## SHORT EXERCISE 1
According to the passage on The Una, where was the paper first published?
## SHORT EXERCISE 2
Decide whether each statement agrees with the passage on The Una. Answer yes or no and quote the deciding words.
(a) Davis paid for The Una entirely herself.
(b) Davis kept The Una going for more than five years.
(c) The name of The Una signified "justice."
## SHORT EXERCISE 3
The passage on The Una names the places where the paper claimed individual freedom. List all of them.

The Una was one of the first feminist periodicals owned, written, and edited entirely by women. Launched in Providence, Rhode Island by Paulina Kellogg Wright Davis in February 1853, it eventually relocated to Boston. "Out of great heart of nature seek we truth" was the quote in volume 1 number 1.

History
In 1853, The Una, a paper devoted to the enfranchisement of woman, owned and edited by Paulina Wright Davis, was first published in Providence, Rhode Island. The Una was the first paper focused on woman suffrage, and the first distinctively woman's rights journal ever published. Its mystical name signified "truth", to be used as a constant suggestion of fidelity to all. The Una had many notable correspondents such as William H. Channing, Elizabeth Peabody, Thomas Wentworth Higginson, Rev. A. D. Mayo, Dr. William Elder, Ednah D. Cheney, Caroline H. Dall, Fanny Fern, Elizabeth Oakes Smith, Frances D. Gage, Hannah Tracy Cutler, Abby H. Price, Marion Finch, of Liverpool, Hon. John Neal, of Portland, Lucy Stone, and Elizabeth Cady Stanton. For nearly three years Davis continued The Una, doing so entirely at her own expense. It took the broadest ground claimed of that day: individual freedom in the State, the Church, and the home; woman's equality and suffrage as a natural right.

## RECORDS SUPPLIED
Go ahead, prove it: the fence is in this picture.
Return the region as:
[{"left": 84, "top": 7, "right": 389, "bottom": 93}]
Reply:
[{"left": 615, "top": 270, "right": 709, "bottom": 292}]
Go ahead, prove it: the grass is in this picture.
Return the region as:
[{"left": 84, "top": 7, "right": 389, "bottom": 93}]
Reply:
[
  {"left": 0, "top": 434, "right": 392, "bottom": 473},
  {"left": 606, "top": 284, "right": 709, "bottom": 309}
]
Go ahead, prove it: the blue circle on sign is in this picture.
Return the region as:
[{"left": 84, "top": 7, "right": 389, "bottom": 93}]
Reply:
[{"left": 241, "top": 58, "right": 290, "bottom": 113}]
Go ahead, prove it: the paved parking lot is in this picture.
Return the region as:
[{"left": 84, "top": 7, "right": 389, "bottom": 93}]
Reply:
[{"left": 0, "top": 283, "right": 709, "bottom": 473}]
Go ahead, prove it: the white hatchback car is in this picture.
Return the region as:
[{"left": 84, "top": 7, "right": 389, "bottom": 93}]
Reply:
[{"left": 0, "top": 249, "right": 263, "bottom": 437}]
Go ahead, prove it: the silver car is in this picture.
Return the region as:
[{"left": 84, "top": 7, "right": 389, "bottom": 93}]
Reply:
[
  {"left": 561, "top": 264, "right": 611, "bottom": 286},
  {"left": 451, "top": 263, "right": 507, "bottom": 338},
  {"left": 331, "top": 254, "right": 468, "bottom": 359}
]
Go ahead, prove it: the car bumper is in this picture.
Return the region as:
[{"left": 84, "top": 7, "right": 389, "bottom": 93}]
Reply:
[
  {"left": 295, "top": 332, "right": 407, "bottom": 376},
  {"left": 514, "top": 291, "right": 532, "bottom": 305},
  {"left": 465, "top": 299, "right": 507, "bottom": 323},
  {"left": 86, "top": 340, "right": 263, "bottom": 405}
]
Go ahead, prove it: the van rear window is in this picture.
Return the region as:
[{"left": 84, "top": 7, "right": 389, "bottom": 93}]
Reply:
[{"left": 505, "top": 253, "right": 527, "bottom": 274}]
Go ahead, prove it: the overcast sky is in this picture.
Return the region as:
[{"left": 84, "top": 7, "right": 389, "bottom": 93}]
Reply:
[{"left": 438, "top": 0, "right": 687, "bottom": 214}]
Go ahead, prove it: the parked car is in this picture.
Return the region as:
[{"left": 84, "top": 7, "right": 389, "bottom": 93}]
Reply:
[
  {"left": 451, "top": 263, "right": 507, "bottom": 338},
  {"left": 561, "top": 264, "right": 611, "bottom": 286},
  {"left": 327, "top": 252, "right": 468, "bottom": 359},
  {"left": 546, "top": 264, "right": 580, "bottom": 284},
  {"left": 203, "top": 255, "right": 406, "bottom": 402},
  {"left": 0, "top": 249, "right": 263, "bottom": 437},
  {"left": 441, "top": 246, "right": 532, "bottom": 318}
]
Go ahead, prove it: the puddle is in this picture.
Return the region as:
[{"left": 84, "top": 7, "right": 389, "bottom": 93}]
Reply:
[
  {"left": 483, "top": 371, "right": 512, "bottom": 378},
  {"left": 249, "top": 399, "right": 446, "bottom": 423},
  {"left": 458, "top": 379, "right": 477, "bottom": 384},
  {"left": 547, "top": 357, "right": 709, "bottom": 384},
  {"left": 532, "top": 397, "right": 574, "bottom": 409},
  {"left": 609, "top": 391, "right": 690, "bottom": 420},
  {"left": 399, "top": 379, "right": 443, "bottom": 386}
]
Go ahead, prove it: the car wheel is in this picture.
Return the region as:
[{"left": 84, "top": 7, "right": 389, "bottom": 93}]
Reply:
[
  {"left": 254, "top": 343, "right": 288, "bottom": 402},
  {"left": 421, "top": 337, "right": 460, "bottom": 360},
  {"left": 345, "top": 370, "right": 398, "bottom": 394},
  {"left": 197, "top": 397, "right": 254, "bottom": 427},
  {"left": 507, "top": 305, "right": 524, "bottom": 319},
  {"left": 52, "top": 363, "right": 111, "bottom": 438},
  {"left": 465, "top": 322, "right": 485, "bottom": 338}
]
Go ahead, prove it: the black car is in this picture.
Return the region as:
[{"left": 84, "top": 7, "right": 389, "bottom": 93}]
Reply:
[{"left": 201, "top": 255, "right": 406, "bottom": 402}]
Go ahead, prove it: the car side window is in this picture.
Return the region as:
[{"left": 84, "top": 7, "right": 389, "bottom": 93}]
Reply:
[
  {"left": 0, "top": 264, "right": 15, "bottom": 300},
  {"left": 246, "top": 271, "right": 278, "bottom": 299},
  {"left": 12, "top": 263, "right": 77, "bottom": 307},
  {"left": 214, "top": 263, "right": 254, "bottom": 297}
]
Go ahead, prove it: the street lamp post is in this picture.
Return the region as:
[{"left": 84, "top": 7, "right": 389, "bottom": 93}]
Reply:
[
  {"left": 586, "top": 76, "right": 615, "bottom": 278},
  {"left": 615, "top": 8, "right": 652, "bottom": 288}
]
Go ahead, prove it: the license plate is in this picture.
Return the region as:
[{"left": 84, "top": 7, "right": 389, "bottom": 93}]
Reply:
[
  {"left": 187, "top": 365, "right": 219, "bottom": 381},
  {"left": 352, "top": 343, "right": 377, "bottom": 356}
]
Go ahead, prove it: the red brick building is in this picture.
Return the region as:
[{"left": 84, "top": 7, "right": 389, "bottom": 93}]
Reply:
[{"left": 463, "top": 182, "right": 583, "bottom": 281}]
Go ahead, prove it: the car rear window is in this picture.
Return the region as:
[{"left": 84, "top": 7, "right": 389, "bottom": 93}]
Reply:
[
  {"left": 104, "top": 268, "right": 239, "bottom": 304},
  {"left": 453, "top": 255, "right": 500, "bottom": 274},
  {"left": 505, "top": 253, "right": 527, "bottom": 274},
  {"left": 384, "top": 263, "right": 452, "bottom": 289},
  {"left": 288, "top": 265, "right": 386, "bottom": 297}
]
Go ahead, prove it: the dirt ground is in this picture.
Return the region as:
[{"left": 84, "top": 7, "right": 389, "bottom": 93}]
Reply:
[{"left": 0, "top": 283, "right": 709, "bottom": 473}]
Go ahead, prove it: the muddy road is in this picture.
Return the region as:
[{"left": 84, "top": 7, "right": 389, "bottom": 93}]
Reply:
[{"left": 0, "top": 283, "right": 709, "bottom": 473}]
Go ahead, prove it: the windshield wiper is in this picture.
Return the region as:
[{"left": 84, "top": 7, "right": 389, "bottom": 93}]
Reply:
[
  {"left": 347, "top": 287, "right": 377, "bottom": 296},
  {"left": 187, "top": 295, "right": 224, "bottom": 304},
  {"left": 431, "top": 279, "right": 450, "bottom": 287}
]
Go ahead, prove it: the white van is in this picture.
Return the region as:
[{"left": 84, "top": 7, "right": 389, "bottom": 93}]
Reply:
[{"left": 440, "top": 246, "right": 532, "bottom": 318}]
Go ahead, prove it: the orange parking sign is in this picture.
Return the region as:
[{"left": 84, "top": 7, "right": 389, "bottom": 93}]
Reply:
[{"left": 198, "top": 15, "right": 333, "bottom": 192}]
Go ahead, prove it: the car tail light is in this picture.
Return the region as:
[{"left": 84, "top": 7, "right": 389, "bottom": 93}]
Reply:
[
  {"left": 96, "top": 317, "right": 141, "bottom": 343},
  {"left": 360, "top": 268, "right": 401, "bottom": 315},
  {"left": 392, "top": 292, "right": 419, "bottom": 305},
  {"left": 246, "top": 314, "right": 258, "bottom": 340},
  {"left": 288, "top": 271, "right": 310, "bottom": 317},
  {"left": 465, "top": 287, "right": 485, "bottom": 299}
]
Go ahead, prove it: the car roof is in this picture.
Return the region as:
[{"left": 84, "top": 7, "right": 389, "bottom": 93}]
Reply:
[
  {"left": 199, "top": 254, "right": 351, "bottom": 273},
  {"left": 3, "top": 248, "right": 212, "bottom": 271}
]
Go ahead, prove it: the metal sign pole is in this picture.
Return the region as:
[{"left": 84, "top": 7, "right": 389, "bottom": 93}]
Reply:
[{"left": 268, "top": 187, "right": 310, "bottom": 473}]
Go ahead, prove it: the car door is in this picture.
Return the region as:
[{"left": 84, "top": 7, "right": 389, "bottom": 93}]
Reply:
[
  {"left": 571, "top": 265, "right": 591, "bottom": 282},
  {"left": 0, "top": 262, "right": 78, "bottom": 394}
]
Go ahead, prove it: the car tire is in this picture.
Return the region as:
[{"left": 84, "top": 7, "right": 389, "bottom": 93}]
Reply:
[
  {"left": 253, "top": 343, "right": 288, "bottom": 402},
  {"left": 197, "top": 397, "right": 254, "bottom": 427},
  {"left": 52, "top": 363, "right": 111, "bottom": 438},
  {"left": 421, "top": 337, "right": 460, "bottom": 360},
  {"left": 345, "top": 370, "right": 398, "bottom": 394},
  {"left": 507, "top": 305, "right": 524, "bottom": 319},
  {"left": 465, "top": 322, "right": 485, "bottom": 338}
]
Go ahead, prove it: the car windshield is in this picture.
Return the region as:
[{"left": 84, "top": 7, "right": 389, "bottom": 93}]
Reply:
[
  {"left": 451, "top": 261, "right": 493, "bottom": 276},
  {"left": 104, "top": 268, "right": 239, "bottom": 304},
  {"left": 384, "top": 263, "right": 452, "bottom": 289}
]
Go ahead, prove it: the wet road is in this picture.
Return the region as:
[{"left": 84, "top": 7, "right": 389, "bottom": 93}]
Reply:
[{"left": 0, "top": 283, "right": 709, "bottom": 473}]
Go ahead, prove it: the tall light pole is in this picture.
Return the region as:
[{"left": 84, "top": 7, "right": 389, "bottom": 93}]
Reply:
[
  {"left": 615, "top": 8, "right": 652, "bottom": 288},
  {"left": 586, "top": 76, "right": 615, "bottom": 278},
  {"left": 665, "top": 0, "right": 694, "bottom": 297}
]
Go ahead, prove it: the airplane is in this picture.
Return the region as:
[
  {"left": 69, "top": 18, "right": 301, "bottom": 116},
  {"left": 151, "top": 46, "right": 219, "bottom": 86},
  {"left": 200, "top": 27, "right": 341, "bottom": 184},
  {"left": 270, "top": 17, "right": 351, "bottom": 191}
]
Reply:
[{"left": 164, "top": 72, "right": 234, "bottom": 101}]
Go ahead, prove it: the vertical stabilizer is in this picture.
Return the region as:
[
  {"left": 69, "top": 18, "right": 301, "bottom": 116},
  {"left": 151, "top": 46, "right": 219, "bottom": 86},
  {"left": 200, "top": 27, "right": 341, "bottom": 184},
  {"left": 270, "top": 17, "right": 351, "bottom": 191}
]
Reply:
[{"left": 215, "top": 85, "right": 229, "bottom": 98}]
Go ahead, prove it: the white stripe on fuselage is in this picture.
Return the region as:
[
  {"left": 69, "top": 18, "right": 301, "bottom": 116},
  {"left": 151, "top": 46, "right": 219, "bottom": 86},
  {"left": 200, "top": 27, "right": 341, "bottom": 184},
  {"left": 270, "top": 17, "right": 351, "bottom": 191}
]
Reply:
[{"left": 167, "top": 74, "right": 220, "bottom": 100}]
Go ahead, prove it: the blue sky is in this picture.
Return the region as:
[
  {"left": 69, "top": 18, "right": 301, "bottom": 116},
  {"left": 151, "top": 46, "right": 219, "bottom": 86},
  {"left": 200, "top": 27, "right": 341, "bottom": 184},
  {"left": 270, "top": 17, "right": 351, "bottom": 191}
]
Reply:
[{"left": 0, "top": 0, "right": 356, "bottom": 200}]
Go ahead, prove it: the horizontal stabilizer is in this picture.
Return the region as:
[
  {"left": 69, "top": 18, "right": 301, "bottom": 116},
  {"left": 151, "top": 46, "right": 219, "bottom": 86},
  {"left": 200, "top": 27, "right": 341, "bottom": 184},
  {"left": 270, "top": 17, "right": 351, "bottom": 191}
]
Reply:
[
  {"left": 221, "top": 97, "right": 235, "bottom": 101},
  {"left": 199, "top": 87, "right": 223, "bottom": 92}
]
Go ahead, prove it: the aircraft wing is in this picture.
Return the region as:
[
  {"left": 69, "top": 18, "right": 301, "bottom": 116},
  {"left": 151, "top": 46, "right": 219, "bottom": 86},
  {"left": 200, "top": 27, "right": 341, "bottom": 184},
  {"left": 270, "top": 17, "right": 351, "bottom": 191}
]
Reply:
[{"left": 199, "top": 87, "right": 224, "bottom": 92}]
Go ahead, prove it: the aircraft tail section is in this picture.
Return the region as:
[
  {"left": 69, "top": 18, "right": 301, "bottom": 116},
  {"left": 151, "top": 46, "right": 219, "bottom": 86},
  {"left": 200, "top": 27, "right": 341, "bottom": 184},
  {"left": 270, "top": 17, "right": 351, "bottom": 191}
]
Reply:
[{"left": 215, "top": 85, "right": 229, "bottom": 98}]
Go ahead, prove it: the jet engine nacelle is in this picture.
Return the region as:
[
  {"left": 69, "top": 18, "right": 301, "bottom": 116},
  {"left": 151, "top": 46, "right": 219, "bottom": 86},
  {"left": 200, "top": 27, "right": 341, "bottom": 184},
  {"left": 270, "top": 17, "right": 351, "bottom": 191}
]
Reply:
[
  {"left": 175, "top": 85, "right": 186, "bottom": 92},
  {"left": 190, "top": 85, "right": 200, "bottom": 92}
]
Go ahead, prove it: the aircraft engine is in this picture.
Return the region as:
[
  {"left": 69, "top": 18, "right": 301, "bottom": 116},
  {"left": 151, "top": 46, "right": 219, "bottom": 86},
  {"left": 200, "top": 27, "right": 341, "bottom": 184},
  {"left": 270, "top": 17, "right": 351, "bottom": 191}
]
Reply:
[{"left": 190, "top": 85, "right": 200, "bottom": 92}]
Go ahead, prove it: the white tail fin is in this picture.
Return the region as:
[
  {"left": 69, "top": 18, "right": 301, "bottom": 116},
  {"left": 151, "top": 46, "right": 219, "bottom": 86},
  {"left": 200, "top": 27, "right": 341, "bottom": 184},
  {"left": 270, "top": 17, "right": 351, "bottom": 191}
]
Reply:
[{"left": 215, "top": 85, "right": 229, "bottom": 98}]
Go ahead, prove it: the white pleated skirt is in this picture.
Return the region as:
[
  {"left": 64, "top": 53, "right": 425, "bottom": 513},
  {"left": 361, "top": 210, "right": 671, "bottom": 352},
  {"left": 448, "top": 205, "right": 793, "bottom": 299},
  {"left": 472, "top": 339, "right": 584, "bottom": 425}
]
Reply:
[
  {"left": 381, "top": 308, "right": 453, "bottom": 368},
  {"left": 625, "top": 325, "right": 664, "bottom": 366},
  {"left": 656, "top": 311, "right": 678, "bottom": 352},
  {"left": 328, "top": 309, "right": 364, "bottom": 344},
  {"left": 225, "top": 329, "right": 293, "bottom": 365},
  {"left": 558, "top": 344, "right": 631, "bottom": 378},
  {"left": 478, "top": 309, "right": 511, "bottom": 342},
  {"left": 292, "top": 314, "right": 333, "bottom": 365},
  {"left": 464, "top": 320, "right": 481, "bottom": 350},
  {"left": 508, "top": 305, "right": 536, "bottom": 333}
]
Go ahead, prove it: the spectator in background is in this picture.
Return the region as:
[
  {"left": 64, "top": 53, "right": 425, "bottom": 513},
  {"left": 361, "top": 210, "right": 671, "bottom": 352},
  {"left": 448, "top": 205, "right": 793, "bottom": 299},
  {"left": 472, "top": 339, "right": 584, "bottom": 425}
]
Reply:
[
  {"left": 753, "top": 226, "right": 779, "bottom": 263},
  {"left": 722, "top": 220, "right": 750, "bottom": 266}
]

## CORRECT RESPONSE 1
Providence, Rhode Island.

## CORRECT RESPONSE 2
(a) Yes: "doing so entirely at her own expense."
(b) No: "For nearly three years Davis continued The Una."
(c) No: "Its mystical name signified "truth"."

## CORRECT RESPONSE 3
The State, the Church, the home